▶ **Document excerpt**:
· · · · ·
Hence, tonight I attended Mixology 101, a "hands-on exploration of the elements and techniques that help create the perfect cocktail." The description for this 90-minute class was as follows:
SPIRITS OF CUE!
Preparing the perfect cocktail requires not only the perfect spirits and ratios, but also the proper build technique and the finest quality ingredients. We'll show you how to dazzle your guests with innovative and flavorful cocktails, and teach you basics of the culinary art that is mixology.
The class will provide a brief overview of each of the world's spirits, including production methods, origin, and flavor profiles. We'll discuss how to heighten these basic flavor components into complex and explosively flavorful cocktails. Yes! You can drink your homework.
A hands-on exploration of the elements and techniques that help create the perfect cocktail.
Thursday, April 12, 7:30 p.m. - 9:00 p.m.
Instructor: [Name deleted because I decided I don't really want him Googling his way here]. General Manager of Cue at the Guthrie; Experience: General Manager and Sommelier for restaurants in Colorado and California (Monterey Peninsula) earning numerous "best of" awards; Education: Sommelier certification from the Court of Master Sommeliers and the International Wine Guild.
Well, I wouldn't say I got a particularly detailed education on the production methods, origin, and flavor profiles of various spirits, but I did indeed drink my homework (and I did take home a rather detailed multi-page handout containing plenty of information on said production methods, origins, and flavor profiles should I decide to learn more about these things at my leisure). I also had a fine time chatting with the diverse group of fellow students seated at adjacent barstools. Even if I hadn't learned much about liquor, I did at least learn that I can still converse relatively comfortably with strangers when forced (even strangers with "mom-hair," wearing corduroy appliquéd jackets and little wooden reindeer decorative pins), something I find myself generally rather averse to these days (even when I do have alcohol as a social lubricant).
So. I am not socially incompetent after all. That is one thing I learned tonight. Here are five other things I learned as well.
· · · · ·
(Text-to-region grounding entries)
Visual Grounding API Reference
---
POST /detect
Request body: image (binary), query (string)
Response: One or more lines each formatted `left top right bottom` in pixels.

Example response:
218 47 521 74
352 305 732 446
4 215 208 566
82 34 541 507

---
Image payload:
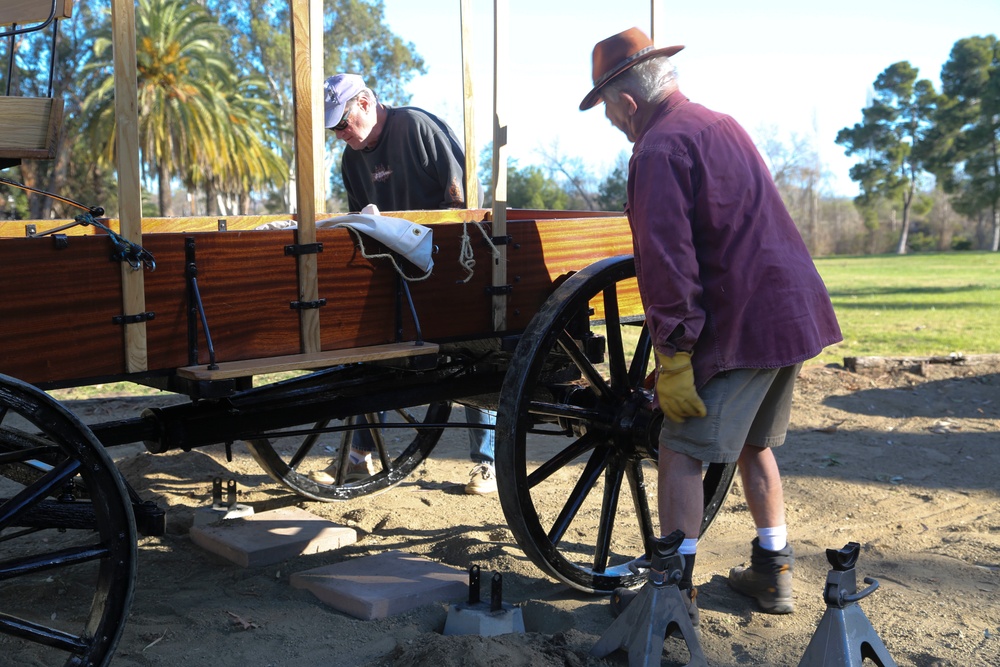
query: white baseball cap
323 74 365 129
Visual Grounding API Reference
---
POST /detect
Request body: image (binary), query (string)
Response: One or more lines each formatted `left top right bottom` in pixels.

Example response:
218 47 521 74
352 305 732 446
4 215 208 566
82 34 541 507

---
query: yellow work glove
656 351 705 424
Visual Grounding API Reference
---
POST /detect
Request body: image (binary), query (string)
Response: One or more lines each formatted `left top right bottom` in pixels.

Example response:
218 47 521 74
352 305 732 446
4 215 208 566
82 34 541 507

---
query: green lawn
815 252 1000 363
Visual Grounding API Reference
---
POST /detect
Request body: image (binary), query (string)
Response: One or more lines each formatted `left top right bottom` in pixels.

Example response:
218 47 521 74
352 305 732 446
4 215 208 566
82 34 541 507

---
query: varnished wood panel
0 211 642 384
0 237 125 383
144 231 301 369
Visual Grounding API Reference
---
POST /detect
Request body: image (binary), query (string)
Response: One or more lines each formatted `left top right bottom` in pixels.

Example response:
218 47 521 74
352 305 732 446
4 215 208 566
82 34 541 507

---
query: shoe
465 463 497 496
309 458 375 485
611 587 701 639
729 538 795 614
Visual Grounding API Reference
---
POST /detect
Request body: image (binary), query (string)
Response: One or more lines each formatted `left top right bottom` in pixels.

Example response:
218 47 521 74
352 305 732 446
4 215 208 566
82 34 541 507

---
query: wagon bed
0 0 735 666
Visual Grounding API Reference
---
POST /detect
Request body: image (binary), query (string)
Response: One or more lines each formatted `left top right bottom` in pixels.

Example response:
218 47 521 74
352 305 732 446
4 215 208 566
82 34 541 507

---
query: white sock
757 526 788 551
677 537 698 556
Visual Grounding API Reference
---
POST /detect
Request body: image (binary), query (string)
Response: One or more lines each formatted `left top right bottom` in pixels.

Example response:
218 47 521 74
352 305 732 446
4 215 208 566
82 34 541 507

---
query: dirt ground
56 363 1000 667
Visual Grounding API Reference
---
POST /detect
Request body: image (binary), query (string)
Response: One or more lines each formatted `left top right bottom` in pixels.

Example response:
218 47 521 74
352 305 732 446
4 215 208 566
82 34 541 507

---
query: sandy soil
37 364 1000 667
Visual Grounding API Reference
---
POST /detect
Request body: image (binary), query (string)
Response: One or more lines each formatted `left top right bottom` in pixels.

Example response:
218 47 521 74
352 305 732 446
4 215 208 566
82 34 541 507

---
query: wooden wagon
0 0 734 665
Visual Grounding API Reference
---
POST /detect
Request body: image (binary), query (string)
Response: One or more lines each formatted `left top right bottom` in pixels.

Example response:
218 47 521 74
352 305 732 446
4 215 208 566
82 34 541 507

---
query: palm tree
83 0 287 215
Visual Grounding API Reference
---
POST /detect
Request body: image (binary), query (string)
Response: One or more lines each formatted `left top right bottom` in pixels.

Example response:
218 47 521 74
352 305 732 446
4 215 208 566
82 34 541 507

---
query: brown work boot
729 538 795 614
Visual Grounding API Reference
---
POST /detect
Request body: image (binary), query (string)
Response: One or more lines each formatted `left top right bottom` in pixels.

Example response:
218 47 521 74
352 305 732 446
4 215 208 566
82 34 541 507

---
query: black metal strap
285 243 323 257
111 312 156 324
288 299 326 310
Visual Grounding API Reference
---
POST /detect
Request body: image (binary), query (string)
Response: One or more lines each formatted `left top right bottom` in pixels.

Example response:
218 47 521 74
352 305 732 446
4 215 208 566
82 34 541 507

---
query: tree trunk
990 210 1000 252
157 165 174 218
896 178 917 255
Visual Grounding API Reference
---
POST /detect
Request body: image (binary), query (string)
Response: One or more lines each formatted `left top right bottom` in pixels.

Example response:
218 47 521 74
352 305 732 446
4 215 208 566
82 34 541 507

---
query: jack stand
590 530 708 667
799 542 896 667
194 477 253 526
442 565 524 637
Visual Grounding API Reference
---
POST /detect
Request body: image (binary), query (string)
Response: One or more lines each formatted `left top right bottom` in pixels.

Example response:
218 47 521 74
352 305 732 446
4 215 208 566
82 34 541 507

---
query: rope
0 176 156 271
457 221 500 283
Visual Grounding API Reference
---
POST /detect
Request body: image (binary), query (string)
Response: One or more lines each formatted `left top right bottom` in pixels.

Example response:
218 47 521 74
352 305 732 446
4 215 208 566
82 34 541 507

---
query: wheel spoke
288 419 330 470
628 322 653 387
0 614 89 655
593 460 623 573
559 329 613 399
604 284 628 396
529 401 601 424
528 432 597 489
625 461 656 554
0 459 80 530
549 449 608 546
0 544 108 581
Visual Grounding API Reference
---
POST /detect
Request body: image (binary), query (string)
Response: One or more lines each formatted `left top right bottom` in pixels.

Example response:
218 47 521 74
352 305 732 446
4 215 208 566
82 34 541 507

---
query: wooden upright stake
493 0 507 331
111 0 149 373
292 0 325 353
460 0 479 208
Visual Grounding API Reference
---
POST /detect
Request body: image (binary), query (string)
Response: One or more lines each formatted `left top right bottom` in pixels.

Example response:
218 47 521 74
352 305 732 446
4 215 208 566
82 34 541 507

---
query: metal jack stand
799 542 896 667
590 530 708 667
194 477 253 526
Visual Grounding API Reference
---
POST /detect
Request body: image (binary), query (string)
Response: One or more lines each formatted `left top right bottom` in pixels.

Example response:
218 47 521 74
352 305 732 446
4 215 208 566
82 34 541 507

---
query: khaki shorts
660 364 802 463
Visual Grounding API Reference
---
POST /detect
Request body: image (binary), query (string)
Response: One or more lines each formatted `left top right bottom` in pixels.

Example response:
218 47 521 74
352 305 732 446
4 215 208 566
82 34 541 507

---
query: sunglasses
330 100 354 132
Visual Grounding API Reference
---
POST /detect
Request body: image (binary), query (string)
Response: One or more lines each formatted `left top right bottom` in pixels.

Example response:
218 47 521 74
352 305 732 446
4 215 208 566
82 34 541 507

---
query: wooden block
177 343 438 380
291 551 469 621
0 96 63 160
188 507 358 567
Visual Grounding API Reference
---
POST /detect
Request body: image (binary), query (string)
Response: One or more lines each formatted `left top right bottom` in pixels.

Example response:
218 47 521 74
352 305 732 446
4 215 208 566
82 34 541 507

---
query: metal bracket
285 243 323 257
288 299 326 310
799 542 896 667
111 312 156 324
590 530 708 667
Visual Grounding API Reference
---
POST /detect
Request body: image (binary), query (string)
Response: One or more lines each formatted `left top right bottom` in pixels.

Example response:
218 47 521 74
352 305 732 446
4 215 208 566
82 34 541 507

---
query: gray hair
601 56 677 103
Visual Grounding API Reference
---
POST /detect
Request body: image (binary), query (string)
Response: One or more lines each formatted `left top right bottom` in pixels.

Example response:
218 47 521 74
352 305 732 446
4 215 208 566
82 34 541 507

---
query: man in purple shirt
580 28 841 626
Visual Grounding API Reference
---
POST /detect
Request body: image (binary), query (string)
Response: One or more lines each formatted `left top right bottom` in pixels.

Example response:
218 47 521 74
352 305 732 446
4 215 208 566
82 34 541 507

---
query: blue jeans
465 405 497 465
351 405 497 465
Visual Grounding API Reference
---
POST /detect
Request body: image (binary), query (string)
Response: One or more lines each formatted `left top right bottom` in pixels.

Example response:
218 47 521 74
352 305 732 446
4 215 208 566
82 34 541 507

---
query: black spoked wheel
496 257 736 593
247 401 451 502
0 375 137 666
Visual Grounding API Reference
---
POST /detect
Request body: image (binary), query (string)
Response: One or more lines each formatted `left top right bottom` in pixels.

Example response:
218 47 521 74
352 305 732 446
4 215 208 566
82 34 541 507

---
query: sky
376 0 1000 196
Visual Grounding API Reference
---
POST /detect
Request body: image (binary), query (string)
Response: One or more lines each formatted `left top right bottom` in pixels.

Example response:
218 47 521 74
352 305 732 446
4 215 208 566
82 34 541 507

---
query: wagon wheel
0 375 137 666
247 401 451 502
496 257 736 592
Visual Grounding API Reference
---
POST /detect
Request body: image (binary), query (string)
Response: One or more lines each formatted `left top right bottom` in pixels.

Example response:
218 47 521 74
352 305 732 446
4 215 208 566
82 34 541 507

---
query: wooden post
493 0 507 331
111 0 149 373
292 0 325 354
460 0 479 208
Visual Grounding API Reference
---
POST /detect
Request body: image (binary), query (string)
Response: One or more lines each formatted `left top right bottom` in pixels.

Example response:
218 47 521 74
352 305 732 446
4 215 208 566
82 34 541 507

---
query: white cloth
255 204 434 273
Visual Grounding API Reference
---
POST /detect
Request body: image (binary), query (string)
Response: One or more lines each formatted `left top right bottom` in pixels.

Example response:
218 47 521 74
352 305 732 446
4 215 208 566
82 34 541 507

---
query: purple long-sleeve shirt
626 91 842 387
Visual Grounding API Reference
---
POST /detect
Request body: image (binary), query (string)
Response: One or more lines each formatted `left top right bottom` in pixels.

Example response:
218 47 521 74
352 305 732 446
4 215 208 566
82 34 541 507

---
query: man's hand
656 352 706 424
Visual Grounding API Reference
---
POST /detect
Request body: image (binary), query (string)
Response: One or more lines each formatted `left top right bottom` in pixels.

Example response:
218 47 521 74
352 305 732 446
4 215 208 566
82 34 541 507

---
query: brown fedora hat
580 28 684 111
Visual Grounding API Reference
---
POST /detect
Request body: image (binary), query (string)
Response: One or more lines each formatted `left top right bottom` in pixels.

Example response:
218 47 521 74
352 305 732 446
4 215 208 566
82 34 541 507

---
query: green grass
814 252 1000 364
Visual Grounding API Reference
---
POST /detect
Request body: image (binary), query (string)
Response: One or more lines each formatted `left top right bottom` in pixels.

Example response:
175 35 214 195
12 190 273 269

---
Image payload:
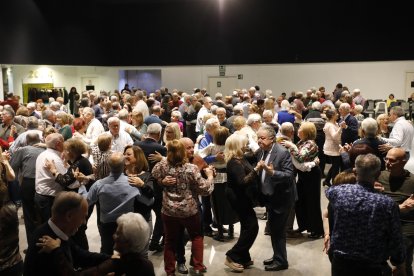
· · · · ·
▶ **Directions**: According to the post about the mixology class, how long was Mixology 101? The entries are not needed for this.

▶ **Expected answer**: 90 minutes